◆ Your goal
Reproduce the data below in full. Nothing should differ from the original.

(Referring expression pointing data)

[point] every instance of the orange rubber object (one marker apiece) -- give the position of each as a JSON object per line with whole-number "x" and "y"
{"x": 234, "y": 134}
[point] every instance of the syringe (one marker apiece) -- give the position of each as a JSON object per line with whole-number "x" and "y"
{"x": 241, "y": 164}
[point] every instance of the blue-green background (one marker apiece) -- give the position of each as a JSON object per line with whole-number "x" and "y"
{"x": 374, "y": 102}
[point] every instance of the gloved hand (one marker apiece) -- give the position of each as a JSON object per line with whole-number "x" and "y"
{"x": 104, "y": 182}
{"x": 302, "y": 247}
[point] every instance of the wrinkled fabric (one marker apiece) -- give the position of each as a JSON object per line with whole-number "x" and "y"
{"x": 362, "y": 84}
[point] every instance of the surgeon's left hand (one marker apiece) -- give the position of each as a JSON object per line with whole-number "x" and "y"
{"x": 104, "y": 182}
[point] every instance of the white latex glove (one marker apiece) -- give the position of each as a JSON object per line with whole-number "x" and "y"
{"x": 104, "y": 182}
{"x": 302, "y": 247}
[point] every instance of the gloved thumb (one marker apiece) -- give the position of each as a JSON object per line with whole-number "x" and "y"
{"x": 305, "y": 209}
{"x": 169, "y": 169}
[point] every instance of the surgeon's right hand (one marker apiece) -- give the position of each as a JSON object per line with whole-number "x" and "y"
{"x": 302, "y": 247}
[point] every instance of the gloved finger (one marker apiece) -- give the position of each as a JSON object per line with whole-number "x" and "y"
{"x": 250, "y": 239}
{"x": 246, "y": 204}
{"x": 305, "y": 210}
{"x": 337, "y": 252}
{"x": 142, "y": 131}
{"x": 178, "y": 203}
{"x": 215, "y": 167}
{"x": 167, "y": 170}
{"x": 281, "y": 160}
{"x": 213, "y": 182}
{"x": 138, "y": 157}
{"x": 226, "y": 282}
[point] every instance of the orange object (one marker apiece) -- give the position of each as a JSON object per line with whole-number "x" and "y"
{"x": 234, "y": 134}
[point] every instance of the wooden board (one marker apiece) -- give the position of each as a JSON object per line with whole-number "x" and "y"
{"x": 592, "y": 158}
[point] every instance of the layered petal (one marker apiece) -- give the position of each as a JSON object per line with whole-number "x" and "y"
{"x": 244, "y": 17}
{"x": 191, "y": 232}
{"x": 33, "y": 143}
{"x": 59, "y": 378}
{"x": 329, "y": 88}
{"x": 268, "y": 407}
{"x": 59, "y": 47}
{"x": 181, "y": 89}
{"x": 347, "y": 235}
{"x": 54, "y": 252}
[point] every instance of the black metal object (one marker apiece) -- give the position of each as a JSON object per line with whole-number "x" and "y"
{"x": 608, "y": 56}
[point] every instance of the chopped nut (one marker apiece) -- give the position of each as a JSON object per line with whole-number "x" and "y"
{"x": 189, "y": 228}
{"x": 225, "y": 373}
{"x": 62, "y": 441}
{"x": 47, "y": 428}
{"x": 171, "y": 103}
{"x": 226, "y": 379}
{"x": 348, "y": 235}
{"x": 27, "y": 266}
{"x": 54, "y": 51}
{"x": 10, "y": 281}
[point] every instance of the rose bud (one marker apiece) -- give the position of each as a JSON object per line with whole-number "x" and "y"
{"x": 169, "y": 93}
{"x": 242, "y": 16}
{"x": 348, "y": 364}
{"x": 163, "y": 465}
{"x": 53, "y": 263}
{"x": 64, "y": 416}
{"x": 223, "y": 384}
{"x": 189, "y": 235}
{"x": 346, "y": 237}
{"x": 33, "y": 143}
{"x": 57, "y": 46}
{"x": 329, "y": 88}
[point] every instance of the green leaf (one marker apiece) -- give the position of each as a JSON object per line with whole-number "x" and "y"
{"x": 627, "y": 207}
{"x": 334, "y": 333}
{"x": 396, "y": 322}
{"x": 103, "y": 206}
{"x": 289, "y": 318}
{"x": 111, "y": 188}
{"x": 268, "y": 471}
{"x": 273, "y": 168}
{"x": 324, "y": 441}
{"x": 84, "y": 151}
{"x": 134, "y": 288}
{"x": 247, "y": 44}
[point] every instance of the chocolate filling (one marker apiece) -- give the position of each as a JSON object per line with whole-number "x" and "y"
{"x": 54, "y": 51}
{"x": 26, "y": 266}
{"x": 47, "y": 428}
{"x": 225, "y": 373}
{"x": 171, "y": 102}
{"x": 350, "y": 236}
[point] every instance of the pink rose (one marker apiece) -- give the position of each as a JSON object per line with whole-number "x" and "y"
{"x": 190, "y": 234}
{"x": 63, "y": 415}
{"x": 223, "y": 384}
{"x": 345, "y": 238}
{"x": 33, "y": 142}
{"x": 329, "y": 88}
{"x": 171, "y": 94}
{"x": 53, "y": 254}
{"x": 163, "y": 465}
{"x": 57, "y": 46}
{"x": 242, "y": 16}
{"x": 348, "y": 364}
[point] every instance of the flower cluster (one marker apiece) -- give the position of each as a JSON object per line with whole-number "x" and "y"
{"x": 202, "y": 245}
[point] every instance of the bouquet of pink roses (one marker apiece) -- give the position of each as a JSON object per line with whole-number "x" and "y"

◆ Task answer
[point] every instance of the orange rubber object (one marker apiece) -- give the position of each as a JSON object per line with whole-number "x" and "y"
{"x": 234, "y": 134}
[point] every instance of the syringe (one marker apiece) -- give the position of each as a JSON object per line with whole-number "x" and "y"
{"x": 241, "y": 164}
[point] every instance of the blue-green background (one marker apiece) -- give the position of each as a JSON object per line with whole-number "x" and "y"
{"x": 374, "y": 102}
[point] every instance of the gloved hand (one marker apiece) -- give the position of each as a JSON object per line with whole-number "x" and "y"
{"x": 104, "y": 182}
{"x": 302, "y": 247}
[point] every instance of the wrinkled fabric (one marker apiece) -- give the position of each as a JSON object per line with whole-number "x" and "y"
{"x": 362, "y": 84}
[point] every instance of the surgeon's left hand (one marker apiece) -- give the position of each as a JSON object per line with whole-number "x" and "y"
{"x": 104, "y": 182}
[point] every instance of the white latex glove (one marker apiece) -- give the position of each as a JSON object per line with whole-number "x" and "y"
{"x": 104, "y": 182}
{"x": 302, "y": 247}
[point] every instance of the gloved thumb (one marker apiece) -- give the position of each as a JSON object per line with whole-number "x" and "y"
{"x": 305, "y": 209}
{"x": 169, "y": 169}
[point] every instance of the surgeon's right hand (one marker apiece) -- give the position of each as a JSON object per line with whole-number "x" and "y"
{"x": 302, "y": 247}
[point] every instance of the gloved finger (one marker apiece) -- give the position of each as a JSON object per line with whole-number "x" and "y"
{"x": 250, "y": 239}
{"x": 246, "y": 204}
{"x": 305, "y": 210}
{"x": 337, "y": 252}
{"x": 142, "y": 131}
{"x": 178, "y": 203}
{"x": 215, "y": 167}
{"x": 167, "y": 170}
{"x": 281, "y": 160}
{"x": 213, "y": 182}
{"x": 138, "y": 157}
{"x": 226, "y": 282}
[point] every instance of the orange object (one marker apiece) -- give the position of each as a JSON object per line with whole-number "x" and "y"
{"x": 234, "y": 134}
[point] every instance of the wooden board (one marker apiece) -- give the position of each as a JSON object per line with whole-number "x" and "y"
{"x": 592, "y": 158}
[point] every instance of the layered petal (one marker apiece) -- give the position of each as a JSON object per line with whole-number "x" and "y"
{"x": 244, "y": 17}
{"x": 191, "y": 232}
{"x": 33, "y": 143}
{"x": 59, "y": 378}
{"x": 329, "y": 88}
{"x": 268, "y": 407}
{"x": 59, "y": 47}
{"x": 181, "y": 89}
{"x": 347, "y": 235}
{"x": 54, "y": 252}
[point] every instance of the black metal object (one marker apiece) -- give the position of each as a JSON object per line with whole-number "x" and "y"
{"x": 608, "y": 56}
[point] every instance of the chopped nut (one marker apiece) -- give the position of each as a JSON object per line with whole-number "x" and "y"
{"x": 189, "y": 228}
{"x": 225, "y": 373}
{"x": 62, "y": 441}
{"x": 47, "y": 428}
{"x": 171, "y": 103}
{"x": 226, "y": 379}
{"x": 348, "y": 235}
{"x": 27, "y": 266}
{"x": 54, "y": 51}
{"x": 10, "y": 281}
[point] every instance of the rose bud (one marker apiece) -- give the position of each as a JSON object per line with whole-number "x" and "y"
{"x": 169, "y": 93}
{"x": 242, "y": 16}
{"x": 348, "y": 364}
{"x": 163, "y": 465}
{"x": 53, "y": 263}
{"x": 64, "y": 416}
{"x": 223, "y": 384}
{"x": 189, "y": 235}
{"x": 346, "y": 237}
{"x": 33, "y": 143}
{"x": 57, "y": 46}
{"x": 329, "y": 88}
[point] every instance of the green leaf (one marker apiece) -- give the position of each as a JSON object per line with whole-number "x" and "y"
{"x": 627, "y": 207}
{"x": 334, "y": 333}
{"x": 396, "y": 322}
{"x": 103, "y": 206}
{"x": 289, "y": 318}
{"x": 111, "y": 188}
{"x": 268, "y": 471}
{"x": 273, "y": 168}
{"x": 324, "y": 441}
{"x": 84, "y": 151}
{"x": 134, "y": 288}
{"x": 247, "y": 44}
[point] every instance of the chocolate filling (one marker apiece) -- give the position of each as a JSON object per line with whole-number "x" and "y"
{"x": 54, "y": 51}
{"x": 26, "y": 266}
{"x": 47, "y": 428}
{"x": 225, "y": 373}
{"x": 171, "y": 102}
{"x": 350, "y": 236}
[point] every instance of the pink rose (one marker apiece) -- give the position of each as a JSON object per line with whole-number "x" and "y"
{"x": 190, "y": 234}
{"x": 63, "y": 415}
{"x": 223, "y": 384}
{"x": 345, "y": 238}
{"x": 33, "y": 142}
{"x": 329, "y": 88}
{"x": 171, "y": 94}
{"x": 53, "y": 254}
{"x": 163, "y": 465}
{"x": 57, "y": 46}
{"x": 242, "y": 16}
{"x": 348, "y": 364}
[point] every instance of the flower cluster (one marker apiece) -- give the position of each as a JSON object per line with whole-number "x" and "y"
{"x": 202, "y": 245}
[point] every instance of the bouquet of pink roses (one marker apiece) -- give the position of each as a JSON object per line with whole-number "x" and "y"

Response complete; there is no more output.